• Extract:
Sometimes, marriages just don’t work and this is one of the main reasons for divorce. While we all know and accept this and in some extreme cases, even find relief in this, it is never easy. A divorce essentially means that you are giving up on your relationship with someone whom you had considered worth making your life partner at one time. There is no taboo to getting divorced and in today’s world, nobody is judged for being divorcee but still we know that any breakup and that too something as definitive as divorce has many far-reaching implications.
In this article, we are going to look at the psychological effects the divorce of parents can have on the children involved in the family. This is a very sad aspect to the whole proceeding but one that cannot be ignored. Here are some of the ways children may react due to the psychological effects that a divorce could have on them:
Psychological Effects Of Divorce On Children
Feeling rejected: No matter how well the parents communicate with the children about the reasons for their divorce, in most cases, the children start feeling rejected. Children are basically insecure beings who draw from the feeling of security from their parents. When the very fabric of this security starts coming apart due to the divorce, there is a good chance that the children feel that they are responsible for what is happening. This feeling may lead to a feeling of rejection and thereon dejection. In most cases, children in this situation will react one or the other way. They may try to act out their frustration and feeling of rejection by behaving very badly. This could take on the form of rude behavior, fights with others, not concentrating on their schoolwork, taking to bad habits or even in some cases extremely violent behavior. In a few cases, the child or children in question will try and put on their best behavior in the hope that this will mitigate things and thereby prevent the divorce from happening.

Records contained in a dataset:
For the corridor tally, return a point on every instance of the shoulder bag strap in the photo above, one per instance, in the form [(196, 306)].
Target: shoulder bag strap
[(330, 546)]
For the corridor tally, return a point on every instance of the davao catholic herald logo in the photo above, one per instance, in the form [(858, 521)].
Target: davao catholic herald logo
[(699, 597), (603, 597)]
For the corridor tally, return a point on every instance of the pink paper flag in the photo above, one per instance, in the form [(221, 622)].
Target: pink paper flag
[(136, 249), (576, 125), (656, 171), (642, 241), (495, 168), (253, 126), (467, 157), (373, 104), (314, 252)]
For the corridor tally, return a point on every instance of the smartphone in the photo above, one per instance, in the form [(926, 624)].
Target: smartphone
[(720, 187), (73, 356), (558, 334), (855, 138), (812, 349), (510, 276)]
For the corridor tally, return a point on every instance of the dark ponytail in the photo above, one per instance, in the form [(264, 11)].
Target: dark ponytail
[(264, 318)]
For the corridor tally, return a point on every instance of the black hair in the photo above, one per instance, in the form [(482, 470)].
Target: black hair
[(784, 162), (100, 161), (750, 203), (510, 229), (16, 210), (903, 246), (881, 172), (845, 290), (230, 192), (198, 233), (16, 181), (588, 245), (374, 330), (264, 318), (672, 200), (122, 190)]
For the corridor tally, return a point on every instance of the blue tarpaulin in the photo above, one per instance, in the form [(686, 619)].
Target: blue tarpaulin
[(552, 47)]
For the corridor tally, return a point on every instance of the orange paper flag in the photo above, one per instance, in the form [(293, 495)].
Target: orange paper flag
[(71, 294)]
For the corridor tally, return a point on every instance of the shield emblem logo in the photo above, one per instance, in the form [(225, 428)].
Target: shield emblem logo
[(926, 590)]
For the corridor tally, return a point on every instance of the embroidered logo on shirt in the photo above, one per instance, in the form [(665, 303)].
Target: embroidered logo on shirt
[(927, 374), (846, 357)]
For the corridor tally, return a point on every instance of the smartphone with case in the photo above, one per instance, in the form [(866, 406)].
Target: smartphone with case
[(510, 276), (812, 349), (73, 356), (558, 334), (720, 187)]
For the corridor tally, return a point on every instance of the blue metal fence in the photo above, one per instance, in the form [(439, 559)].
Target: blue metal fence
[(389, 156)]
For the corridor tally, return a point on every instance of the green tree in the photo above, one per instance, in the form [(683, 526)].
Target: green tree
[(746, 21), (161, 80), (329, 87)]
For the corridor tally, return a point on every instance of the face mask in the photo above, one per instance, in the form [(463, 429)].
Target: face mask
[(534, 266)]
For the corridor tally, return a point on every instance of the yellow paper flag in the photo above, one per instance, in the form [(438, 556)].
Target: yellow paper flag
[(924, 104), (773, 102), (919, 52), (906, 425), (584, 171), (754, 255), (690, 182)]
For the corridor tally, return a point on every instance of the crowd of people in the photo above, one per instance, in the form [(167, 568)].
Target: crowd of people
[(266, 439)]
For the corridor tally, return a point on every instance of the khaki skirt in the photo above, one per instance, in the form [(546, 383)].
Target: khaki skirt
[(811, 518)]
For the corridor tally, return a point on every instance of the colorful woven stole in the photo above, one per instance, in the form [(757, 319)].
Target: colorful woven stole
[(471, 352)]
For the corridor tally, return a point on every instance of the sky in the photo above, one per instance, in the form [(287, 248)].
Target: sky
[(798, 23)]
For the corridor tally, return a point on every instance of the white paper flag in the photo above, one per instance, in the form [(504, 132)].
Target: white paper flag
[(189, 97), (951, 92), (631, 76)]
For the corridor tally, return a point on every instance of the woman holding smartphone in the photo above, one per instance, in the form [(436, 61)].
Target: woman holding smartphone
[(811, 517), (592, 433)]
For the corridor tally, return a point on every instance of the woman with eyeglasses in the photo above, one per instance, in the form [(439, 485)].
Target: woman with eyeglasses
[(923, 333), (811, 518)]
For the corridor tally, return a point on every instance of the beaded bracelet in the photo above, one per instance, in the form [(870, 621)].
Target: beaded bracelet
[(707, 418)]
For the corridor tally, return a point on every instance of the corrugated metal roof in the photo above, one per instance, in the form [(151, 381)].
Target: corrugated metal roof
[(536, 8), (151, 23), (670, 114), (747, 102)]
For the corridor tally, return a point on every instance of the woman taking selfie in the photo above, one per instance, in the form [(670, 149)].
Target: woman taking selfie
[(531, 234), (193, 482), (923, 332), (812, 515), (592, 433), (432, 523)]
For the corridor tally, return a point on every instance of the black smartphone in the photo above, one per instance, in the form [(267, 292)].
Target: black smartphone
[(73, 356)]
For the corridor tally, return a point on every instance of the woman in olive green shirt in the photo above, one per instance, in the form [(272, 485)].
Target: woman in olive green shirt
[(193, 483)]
==
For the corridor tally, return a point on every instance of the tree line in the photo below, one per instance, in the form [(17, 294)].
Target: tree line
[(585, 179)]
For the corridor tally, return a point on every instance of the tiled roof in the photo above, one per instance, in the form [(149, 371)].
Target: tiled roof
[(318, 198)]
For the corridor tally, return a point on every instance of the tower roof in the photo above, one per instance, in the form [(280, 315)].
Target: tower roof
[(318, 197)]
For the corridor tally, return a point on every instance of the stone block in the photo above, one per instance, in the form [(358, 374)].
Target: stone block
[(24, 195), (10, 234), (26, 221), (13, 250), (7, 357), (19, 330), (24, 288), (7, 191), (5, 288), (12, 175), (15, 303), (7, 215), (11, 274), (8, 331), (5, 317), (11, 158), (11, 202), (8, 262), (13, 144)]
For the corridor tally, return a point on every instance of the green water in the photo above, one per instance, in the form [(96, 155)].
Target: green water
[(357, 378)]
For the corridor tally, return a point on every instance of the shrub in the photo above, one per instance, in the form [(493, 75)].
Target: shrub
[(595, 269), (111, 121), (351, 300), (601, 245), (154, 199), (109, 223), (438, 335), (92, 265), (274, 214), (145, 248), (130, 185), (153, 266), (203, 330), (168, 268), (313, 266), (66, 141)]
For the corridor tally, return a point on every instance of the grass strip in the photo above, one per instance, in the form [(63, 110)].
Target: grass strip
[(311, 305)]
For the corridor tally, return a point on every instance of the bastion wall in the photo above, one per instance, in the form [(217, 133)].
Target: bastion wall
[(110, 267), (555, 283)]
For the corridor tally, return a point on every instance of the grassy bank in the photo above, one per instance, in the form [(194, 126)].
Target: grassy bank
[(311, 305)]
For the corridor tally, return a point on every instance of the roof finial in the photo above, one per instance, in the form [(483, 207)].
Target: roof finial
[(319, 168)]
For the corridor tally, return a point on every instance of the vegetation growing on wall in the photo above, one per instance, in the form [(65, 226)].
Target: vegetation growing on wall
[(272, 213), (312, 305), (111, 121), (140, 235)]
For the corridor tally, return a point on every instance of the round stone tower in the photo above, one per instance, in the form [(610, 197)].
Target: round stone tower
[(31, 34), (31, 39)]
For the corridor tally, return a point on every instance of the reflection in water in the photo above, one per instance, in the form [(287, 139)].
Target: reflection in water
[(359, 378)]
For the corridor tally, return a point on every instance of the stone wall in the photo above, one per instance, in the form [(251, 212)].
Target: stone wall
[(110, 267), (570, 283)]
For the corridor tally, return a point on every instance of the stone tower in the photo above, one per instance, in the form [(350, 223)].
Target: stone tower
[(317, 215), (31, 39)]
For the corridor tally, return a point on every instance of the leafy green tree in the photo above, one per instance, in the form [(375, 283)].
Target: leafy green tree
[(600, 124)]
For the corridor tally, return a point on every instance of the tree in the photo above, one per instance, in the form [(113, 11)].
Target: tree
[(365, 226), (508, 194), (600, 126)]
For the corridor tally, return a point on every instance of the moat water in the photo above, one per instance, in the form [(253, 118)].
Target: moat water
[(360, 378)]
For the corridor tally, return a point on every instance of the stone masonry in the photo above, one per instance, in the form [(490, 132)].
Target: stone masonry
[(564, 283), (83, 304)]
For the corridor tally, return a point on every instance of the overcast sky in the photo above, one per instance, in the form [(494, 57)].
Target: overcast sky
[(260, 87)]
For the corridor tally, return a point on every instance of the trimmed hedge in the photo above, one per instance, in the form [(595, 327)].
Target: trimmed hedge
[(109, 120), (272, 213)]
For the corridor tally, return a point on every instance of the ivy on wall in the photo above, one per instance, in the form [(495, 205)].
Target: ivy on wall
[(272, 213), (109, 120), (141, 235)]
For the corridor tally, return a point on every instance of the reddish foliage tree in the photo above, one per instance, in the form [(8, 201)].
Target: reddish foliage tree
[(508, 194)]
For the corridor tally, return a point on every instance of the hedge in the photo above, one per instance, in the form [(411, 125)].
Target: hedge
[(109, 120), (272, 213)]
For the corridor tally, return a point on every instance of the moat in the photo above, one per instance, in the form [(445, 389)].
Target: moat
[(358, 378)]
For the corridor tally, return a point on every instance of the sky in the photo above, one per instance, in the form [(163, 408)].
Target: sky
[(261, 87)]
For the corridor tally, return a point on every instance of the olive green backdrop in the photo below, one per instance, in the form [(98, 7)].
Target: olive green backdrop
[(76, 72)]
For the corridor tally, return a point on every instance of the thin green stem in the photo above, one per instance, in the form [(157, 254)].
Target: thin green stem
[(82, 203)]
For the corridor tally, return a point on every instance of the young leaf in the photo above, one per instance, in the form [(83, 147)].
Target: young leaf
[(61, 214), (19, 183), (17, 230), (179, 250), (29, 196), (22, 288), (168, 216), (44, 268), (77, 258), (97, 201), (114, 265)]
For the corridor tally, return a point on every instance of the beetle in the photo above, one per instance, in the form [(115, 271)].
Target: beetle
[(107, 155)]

• Required work:
Give the article on the psychological effects of divorce on children again in full, word for word.

• Solution below:
Sometimes, marriages just don’t work and this is one of the main reasons for divorce. While we all know and accept this and in some extreme cases, even find relief in this, it is never easy. A divorce essentially means that you are giving up on your relationship with someone whom you had considered worth making your life partner at one time. There is no taboo to getting divorced and in today’s world, nobody is judged for being divorcee but still we know that any breakup and that too something as definitive as divorce has many far-reaching implications.
In this article, we are going to look at the psychological effects the divorce of parents can have on the children involved in the family. This is a very sad aspect to the whole proceeding but one that cannot be ignored. Here are some of the ways children may react due to the psychological effects that a divorce could have on them:
Psychological Effects Of Divorce On Children
Feeling rejected: No matter how well the parents communicate with the children about the reasons for their divorce, in most cases, the children start feeling rejected. Children are basically insecure beings who draw from the feeling of security from their parents. When the very fabric of this security starts coming apart due to the divorce, there is a good chance that the children feel that they are responsible for what is happening. This feeling may lead to a feeling of rejection and thereon dejection. In most cases, children in this situation will react one or the other way. They may try to act out their frustration and feeling of rejection by behaving very badly. This could take on the form of rude behavior, fights with others, not concentrating on their schoolwork, taking to bad habits or even in some cases extremely violent behavior. In a few cases, the child or children in question will try and put on their best behavior in the hope that this will mitigate things and thereby prevent the divorce from happening.